_YOUR GOAL_: Render everything from the line containing "Target: white satin ribbon" down to the line containing "column 212, row 82", with both of those lines included, as a Markdown table with the columns No. and Material line. Number each row and leave out any blank lines.

_RECORDS SUPPLIED_:
* begin *

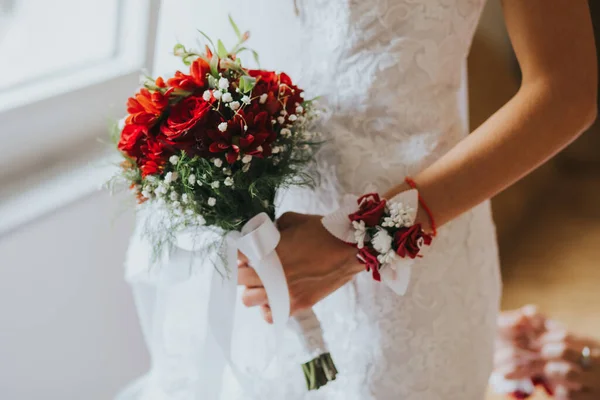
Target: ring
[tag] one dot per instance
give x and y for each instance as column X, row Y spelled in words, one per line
column 586, row 358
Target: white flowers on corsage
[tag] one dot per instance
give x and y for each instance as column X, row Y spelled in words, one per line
column 382, row 243
column 384, row 232
column 360, row 231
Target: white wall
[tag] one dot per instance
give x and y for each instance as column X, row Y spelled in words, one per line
column 68, row 330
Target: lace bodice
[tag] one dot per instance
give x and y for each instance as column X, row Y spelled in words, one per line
column 389, row 72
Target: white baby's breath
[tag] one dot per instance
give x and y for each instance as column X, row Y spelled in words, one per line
column 223, row 83
column 382, row 241
column 171, row 177
column 360, row 232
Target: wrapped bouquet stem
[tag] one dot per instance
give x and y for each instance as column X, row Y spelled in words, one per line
column 208, row 149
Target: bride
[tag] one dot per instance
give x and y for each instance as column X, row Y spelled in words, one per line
column 390, row 73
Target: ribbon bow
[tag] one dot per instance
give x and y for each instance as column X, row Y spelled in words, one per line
column 257, row 240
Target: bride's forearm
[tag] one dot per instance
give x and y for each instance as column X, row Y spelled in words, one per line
column 527, row 131
column 557, row 101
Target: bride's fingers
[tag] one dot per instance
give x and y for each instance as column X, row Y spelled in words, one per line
column 253, row 297
column 242, row 260
column 248, row 277
column 265, row 310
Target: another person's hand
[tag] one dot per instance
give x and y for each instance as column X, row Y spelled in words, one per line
column 572, row 365
column 314, row 261
column 517, row 350
column 529, row 346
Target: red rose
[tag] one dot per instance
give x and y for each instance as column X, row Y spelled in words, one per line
column 195, row 81
column 184, row 116
column 146, row 107
column 255, row 140
column 267, row 83
column 371, row 209
column 408, row 241
column 131, row 139
column 153, row 158
column 368, row 256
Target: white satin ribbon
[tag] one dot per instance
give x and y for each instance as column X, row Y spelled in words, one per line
column 397, row 274
column 257, row 240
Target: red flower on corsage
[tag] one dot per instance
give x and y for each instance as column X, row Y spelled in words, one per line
column 409, row 240
column 371, row 209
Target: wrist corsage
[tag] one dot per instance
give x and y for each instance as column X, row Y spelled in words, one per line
column 385, row 234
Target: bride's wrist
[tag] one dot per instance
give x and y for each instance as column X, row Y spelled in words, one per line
column 423, row 216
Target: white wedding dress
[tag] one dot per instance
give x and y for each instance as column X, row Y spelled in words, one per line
column 390, row 72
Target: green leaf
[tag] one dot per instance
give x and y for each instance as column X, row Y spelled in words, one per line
column 221, row 50
column 235, row 28
column 256, row 58
column 207, row 38
column 214, row 65
column 247, row 83
column 212, row 82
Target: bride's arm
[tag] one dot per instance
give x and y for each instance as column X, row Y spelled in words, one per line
column 554, row 43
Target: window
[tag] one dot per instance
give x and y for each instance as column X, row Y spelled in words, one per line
column 66, row 69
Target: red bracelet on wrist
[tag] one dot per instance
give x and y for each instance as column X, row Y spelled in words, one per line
column 413, row 185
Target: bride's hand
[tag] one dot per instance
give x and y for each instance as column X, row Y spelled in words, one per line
column 315, row 264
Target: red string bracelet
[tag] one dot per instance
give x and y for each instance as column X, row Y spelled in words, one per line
column 413, row 185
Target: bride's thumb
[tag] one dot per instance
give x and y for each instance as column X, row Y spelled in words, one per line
column 289, row 219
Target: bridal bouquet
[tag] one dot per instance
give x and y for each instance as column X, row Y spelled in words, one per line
column 209, row 148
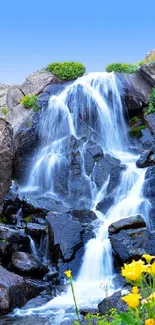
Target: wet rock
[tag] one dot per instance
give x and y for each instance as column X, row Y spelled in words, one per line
column 149, row 193
column 37, row 81
column 105, row 166
column 14, row 96
column 113, row 302
column 65, row 234
column 35, row 230
column 12, row 240
column 127, row 223
column 105, row 204
column 129, row 244
column 6, row 158
column 3, row 94
column 19, row 115
column 26, row 264
column 148, row 72
column 26, row 142
column 150, row 120
column 12, row 288
column 146, row 159
column 136, row 91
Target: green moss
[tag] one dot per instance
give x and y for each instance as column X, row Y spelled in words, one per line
column 30, row 101
column 28, row 219
column 136, row 131
column 122, row 67
column 5, row 110
column 134, row 119
column 67, row 70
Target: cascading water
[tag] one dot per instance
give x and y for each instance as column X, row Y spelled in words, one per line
column 96, row 100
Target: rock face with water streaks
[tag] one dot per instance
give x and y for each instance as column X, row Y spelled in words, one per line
column 6, row 158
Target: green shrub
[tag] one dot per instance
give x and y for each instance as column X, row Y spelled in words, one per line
column 30, row 101
column 5, row 110
column 122, row 67
column 150, row 59
column 67, row 70
column 151, row 108
column 136, row 131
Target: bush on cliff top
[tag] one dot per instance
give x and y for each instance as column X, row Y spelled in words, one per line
column 67, row 70
column 122, row 67
column 30, row 101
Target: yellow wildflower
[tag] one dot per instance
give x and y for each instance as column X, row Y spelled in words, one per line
column 133, row 271
column 150, row 321
column 68, row 273
column 148, row 299
column 134, row 289
column 153, row 268
column 132, row 299
column 148, row 257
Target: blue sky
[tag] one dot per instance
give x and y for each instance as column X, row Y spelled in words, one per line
column 95, row 32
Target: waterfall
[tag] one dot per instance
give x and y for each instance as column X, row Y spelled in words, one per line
column 96, row 100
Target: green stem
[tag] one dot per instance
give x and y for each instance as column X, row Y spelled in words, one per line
column 76, row 308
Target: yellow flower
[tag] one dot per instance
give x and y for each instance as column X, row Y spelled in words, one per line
column 133, row 271
column 150, row 321
column 148, row 257
column 68, row 273
column 148, row 299
column 132, row 299
column 134, row 289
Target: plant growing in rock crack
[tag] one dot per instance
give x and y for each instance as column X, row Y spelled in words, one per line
column 30, row 101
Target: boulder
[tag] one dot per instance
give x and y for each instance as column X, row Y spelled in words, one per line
column 129, row 244
column 3, row 94
column 12, row 240
column 107, row 165
column 113, row 301
column 136, row 91
column 14, row 96
column 146, row 159
column 127, row 223
column 19, row 115
column 37, row 81
column 147, row 71
column 6, row 158
column 35, row 230
column 26, row 264
column 12, row 291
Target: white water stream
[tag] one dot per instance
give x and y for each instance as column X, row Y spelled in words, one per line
column 101, row 97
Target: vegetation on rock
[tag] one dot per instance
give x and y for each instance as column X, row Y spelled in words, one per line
column 67, row 70
column 30, row 101
column 151, row 108
column 136, row 131
column 5, row 110
column 122, row 67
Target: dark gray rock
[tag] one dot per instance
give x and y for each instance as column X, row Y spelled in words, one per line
column 37, row 81
column 135, row 90
column 106, row 203
column 131, row 244
column 12, row 240
column 127, row 223
column 105, row 166
column 65, row 234
column 35, row 230
column 12, row 291
column 26, row 264
column 148, row 72
column 14, row 96
column 146, row 159
column 113, row 301
column 6, row 158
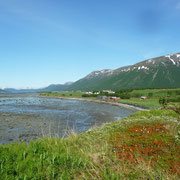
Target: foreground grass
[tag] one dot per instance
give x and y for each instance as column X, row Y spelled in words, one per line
column 144, row 145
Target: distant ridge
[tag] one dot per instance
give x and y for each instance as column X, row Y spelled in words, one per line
column 157, row 72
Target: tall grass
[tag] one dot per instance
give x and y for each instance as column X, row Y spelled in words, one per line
column 113, row 151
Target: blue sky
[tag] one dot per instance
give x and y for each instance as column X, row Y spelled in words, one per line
column 46, row 42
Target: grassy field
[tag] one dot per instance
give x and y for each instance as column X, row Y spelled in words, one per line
column 144, row 145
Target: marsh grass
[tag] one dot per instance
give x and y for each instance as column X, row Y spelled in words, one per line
column 144, row 145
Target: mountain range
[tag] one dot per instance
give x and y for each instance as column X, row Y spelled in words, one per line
column 159, row 72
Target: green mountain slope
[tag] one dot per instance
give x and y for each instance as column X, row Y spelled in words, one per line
column 158, row 72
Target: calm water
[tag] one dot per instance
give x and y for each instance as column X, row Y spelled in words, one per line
column 26, row 117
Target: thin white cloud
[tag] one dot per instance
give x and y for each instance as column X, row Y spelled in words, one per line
column 178, row 5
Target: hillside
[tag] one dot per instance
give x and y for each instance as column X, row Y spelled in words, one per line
column 157, row 72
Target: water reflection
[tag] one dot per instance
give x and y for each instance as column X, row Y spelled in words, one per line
column 29, row 117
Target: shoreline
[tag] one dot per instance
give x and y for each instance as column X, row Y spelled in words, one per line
column 128, row 106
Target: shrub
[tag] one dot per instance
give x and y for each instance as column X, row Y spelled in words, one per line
column 150, row 94
column 163, row 101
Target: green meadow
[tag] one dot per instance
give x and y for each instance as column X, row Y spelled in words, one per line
column 144, row 145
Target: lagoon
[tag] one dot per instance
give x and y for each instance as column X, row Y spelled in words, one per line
column 24, row 117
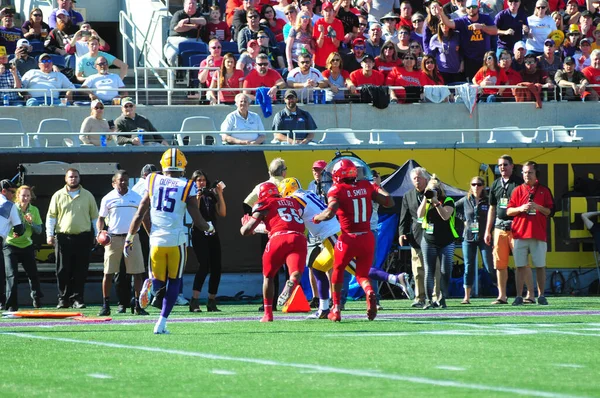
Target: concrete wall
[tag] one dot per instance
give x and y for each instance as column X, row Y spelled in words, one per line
column 356, row 116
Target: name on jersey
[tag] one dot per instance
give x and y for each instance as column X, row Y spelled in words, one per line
column 356, row 192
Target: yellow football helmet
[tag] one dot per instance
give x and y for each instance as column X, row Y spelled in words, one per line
column 288, row 186
column 173, row 160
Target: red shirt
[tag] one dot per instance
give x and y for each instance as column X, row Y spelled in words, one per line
column 283, row 215
column 531, row 226
column 355, row 203
column 254, row 80
column 322, row 53
column 359, row 79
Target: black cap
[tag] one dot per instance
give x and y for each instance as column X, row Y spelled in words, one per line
column 147, row 169
column 7, row 184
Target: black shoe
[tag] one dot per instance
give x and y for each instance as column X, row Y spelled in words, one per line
column 105, row 311
column 211, row 306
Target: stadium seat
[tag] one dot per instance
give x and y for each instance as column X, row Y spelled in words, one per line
column 343, row 136
column 196, row 124
column 61, row 134
column 12, row 134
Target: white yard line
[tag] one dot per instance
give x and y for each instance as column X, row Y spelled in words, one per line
column 323, row 369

* end *

_CORRECT ANSWER_:
| No. | Material line |
|---|---|
| 1 | Target: white satin ribbon |
| 2 | [tag] one dot per instance |
| 3 | give x and y for each instance as column X, row Y spelled in words, one per line |
| 4 | column 397, row 274 |
| 5 | column 257, row 240 |
| 6 | Target: red flower on corsage |
| 7 | [tag] one dot per instance |
| 8 | give x and y for each instance as column X, row Y spelled in words, one per line |
| 9 | column 409, row 240 |
| 10 | column 371, row 209 |
| 11 | Target: wrist corsage |
| 12 | [tag] one dot per instance |
| 13 | give x and y for each instance as column X, row Y spelled in words, one per line |
| 14 | column 385, row 234 |
| 15 | Target: bride's wrist |
| 16 | [tag] one dot per instance |
| 17 | give x and y for each instance as column X, row Y spelled in words, one per line |
| 18 | column 423, row 216 |
| 19 | Target: white wedding dress |
| 20 | [tag] one dot per instance |
| 21 | give x and y for each instance as column X, row Y spelled in words, one per line |
| 22 | column 390, row 72 |
| 23 | Target: green leaf |
| 24 | [tag] one dot per instance |
| 25 | give x and y for each instance as column X, row Y spelled in words, one per line |
| 26 | column 221, row 50 |
| 27 | column 235, row 28 |
| 28 | column 256, row 58 |
| 29 | column 207, row 38 |
| 30 | column 214, row 65 |
| 31 | column 247, row 83 |
| 32 | column 212, row 82 |